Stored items
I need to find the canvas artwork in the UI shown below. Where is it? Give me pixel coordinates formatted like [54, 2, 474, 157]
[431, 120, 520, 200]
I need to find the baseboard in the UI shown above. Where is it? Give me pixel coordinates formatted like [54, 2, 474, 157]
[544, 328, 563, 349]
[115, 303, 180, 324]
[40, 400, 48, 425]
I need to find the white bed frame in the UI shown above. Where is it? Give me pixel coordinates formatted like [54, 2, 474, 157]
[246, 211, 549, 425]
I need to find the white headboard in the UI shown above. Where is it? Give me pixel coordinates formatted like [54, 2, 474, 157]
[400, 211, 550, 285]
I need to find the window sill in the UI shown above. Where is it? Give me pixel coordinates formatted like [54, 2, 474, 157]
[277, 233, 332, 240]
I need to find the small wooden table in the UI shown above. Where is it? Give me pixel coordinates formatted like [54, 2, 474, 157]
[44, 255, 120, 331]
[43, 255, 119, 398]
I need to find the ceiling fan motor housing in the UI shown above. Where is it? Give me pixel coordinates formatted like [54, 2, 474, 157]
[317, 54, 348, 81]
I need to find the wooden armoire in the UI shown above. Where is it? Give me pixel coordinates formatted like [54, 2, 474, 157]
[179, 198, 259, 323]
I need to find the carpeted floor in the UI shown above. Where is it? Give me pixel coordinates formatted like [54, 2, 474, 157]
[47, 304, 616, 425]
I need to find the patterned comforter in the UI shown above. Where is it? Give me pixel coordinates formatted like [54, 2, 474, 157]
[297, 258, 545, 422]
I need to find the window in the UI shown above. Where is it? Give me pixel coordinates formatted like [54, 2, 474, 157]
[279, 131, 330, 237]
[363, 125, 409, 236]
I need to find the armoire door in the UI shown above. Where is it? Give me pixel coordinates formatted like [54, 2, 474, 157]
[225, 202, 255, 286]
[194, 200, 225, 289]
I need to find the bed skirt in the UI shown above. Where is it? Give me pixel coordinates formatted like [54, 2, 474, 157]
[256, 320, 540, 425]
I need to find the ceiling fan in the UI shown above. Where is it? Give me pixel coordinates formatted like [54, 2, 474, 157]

Exercise details: Could you print all of the entries again exactly as they stand?

Finished task:
I need to find the canvas artwork in the UI shown below. Where is it? Give me pixel coordinates formatted like [54, 2, 474, 157]
[431, 120, 520, 200]
I need to find the baseboard in the UI shown above. Where is it? Give me pixel coordinates formatted like [54, 2, 474, 157]
[544, 328, 563, 349]
[115, 303, 180, 324]
[40, 400, 48, 425]
I need to find the white bed frame in the UI shown above. Where is it? Give me pixel coordinates formatted like [54, 2, 474, 157]
[246, 211, 549, 425]
I need to find the white headboard in the UI shown above. Where is it? Give me pixel coordinates formatted like [54, 2, 474, 157]
[400, 211, 550, 285]
I need to find the window sill in the UI shown above. Where is it? Give me pixel coordinates formatted like [54, 2, 474, 157]
[277, 233, 332, 240]
I need to find the small wooden table in the UI shown above. Where is it? Give me pixel coordinates formatted like [54, 2, 474, 157]
[44, 255, 120, 331]
[43, 255, 119, 398]
I need to find the ceiling fan motor housing in the UI shown above. Where is it? Give me pixel coordinates formatted like [54, 2, 474, 157]
[317, 54, 348, 81]
I need to find the wooden armoire in the UI shown above. Where is it? Give me pixel coordinates formatted like [54, 2, 474, 157]
[179, 198, 259, 323]
I need to find the carpeted floor in the UI shown above. Where is it? Give me pixel coordinates formatted like [54, 2, 474, 157]
[47, 304, 616, 425]
I need to find the patterned comforter in the UI shown above. Where is it? Give me pixel coordinates formatted like [54, 2, 474, 157]
[297, 258, 545, 422]
I need to find the window in the UI shown above. Where is it? Give me pixel coordinates formatted like [54, 2, 474, 157]
[279, 131, 330, 237]
[363, 125, 409, 236]
I need to find the armoire door in the UI shown above. Where is it? Give me pixel coordinates formatted like [54, 2, 474, 157]
[225, 202, 255, 286]
[194, 200, 225, 289]
I need to find the bed skirt in the UI shown above. Where is it? Give me pixel coordinates formatted like [54, 2, 474, 157]
[256, 320, 540, 425]
I need to find the ceiling fan in the UI shown above. Where is it? Give me pixel coordinates formatted like [54, 2, 474, 157]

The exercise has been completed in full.